Stated exercise A →
Can you rewrite the records from the line containing "Zoom in on white laptop." through the end of the records, requests included, and increase every bounding-box coordinate in the answers by 128?
── Text block ──
I never sleep, ‘coz sleep is played out like Kwame and them fuckin’ polka dots
One of the better Klosterman articles* from Sex, Drugs & Cocoa Puffs takes on the decade-long rivalry between the Boston Celtics and Los Angeles Lakers in the 1980s, in which one of the two teams made the finals every year and they faced each other in the main event three times. The two teams, he said, were diametrically opposite in nearly all ways, nominally in terms of the respective ideologies they represented. Consequently, just about everyone in the world, whether they realize it or not, is either a Lakers person or a Celtics person, subconsciously living their lives according to the codes espoused by one of these two outfits–and those that don’t, says CK, simply don’t believe in anything.
To be honest, I didn’t understand this article the first time I read it. To be even more honest, I still didn’t understand it the next three or four times I read it. And to continue my unblemished streak of honesty, reading it again before writing this article left me more confused than ever. I assume few, if any, people outside the realm of 80s basketball superfandom can really follow the points Klosto makes to cement his argument, and even within that circle, most are probably left scratching their heads at least once by the end of the article. But the idea is there, and so we can overlook the finer points. (Plus, the only two writers I have the capacity to properly steal from are Klosterman and Bill Simmons, and I already stole the Vs. idea from Simmons).
───
── The records ──
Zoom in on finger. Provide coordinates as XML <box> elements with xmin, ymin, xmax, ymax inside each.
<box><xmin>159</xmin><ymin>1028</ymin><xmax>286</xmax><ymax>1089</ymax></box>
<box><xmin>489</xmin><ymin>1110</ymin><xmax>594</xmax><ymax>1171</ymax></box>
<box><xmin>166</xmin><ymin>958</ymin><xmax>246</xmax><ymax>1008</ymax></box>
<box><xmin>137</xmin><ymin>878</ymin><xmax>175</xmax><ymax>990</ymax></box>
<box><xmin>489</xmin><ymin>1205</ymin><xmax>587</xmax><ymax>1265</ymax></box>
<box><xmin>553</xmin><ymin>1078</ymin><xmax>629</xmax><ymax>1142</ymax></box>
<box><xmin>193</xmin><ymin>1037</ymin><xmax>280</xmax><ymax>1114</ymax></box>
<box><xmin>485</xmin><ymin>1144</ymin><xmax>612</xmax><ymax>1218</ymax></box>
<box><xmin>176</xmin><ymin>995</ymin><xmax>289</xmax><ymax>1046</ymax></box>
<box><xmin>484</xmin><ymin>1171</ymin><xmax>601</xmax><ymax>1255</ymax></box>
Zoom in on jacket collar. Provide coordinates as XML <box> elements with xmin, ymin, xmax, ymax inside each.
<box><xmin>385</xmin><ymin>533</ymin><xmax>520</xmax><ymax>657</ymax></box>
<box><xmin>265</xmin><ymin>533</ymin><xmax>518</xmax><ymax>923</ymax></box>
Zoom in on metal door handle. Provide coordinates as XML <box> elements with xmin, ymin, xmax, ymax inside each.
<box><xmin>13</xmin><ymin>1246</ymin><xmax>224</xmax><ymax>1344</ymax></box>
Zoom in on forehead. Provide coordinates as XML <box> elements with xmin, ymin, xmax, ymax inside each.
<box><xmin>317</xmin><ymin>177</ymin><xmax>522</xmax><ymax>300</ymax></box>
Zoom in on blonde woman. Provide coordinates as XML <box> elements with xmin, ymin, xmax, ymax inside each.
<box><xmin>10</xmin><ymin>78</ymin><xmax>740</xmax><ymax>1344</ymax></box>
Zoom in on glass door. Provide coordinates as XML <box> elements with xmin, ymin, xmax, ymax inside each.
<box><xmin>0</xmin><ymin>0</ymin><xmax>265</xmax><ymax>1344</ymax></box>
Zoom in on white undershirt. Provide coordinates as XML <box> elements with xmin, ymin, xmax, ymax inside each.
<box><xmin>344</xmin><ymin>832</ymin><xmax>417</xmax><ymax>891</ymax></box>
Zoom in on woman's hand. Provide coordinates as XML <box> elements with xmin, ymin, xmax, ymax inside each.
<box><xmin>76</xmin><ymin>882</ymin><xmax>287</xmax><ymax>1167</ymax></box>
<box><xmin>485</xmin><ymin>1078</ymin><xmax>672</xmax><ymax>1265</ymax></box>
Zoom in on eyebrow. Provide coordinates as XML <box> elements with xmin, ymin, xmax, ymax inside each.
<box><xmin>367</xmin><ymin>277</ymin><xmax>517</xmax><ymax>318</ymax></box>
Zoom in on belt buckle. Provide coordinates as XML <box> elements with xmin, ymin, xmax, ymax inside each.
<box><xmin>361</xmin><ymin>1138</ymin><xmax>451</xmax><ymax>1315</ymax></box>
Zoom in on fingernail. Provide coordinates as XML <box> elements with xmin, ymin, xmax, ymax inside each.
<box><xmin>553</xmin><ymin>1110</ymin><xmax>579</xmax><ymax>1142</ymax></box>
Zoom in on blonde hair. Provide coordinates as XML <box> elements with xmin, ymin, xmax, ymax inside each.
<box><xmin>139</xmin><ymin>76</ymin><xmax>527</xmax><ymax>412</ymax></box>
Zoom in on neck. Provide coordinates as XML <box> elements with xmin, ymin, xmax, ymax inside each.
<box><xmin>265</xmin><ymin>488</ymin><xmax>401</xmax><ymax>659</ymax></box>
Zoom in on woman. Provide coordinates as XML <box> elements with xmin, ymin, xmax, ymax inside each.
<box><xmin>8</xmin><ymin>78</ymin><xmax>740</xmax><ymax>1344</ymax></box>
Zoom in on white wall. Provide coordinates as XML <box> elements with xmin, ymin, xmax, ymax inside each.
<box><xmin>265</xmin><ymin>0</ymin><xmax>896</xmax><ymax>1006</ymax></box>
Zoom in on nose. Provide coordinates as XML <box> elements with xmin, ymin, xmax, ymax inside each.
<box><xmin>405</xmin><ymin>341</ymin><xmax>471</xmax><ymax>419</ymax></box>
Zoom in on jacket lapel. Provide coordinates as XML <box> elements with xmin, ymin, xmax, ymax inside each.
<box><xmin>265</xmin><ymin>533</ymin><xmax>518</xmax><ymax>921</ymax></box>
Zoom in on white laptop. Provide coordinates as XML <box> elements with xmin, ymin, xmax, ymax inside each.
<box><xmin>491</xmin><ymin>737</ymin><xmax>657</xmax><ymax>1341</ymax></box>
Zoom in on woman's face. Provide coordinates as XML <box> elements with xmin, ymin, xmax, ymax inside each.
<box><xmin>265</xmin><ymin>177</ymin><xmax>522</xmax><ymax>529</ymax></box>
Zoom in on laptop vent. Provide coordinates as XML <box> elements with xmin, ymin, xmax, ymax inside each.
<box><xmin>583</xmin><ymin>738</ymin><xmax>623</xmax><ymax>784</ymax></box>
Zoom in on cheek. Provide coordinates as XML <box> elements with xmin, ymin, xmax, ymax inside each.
───
Stated exercise B →
In the post on the Celtics–Lakers rivalry, why does the writer borrow from Klosterman rather than from Bill Simmons?

Exercise result A →
Zoom in on white laptop. Provide coordinates as XML <box> elements with xmin, ymin, xmax, ymax inside each.
<box><xmin>619</xmin><ymin>865</ymin><xmax>785</xmax><ymax>1469</ymax></box>
Zoom in on woman's face. Provide coordinates as XML <box> elements with xmin, ymin, xmax, ymax inside each.
<box><xmin>393</xmin><ymin>305</ymin><xmax>650</xmax><ymax>657</ymax></box>
Zoom in on laptop vent. Provide coordinates as XML <box> elements with xmin, ymin, xmax, ymax inside each.
<box><xmin>711</xmin><ymin>866</ymin><xmax>751</xmax><ymax>912</ymax></box>
Zoom in on cheek. Provide coordinates as XML <box> elements with xmin, ymin, xmax, ymax inside each.

Exercise result B →
The writer says that Klosterman and Bill Simmons are the only two writers they can properly steal from. They had already taken the Vs. idea from Simmons, so this time they drew on Klosterman.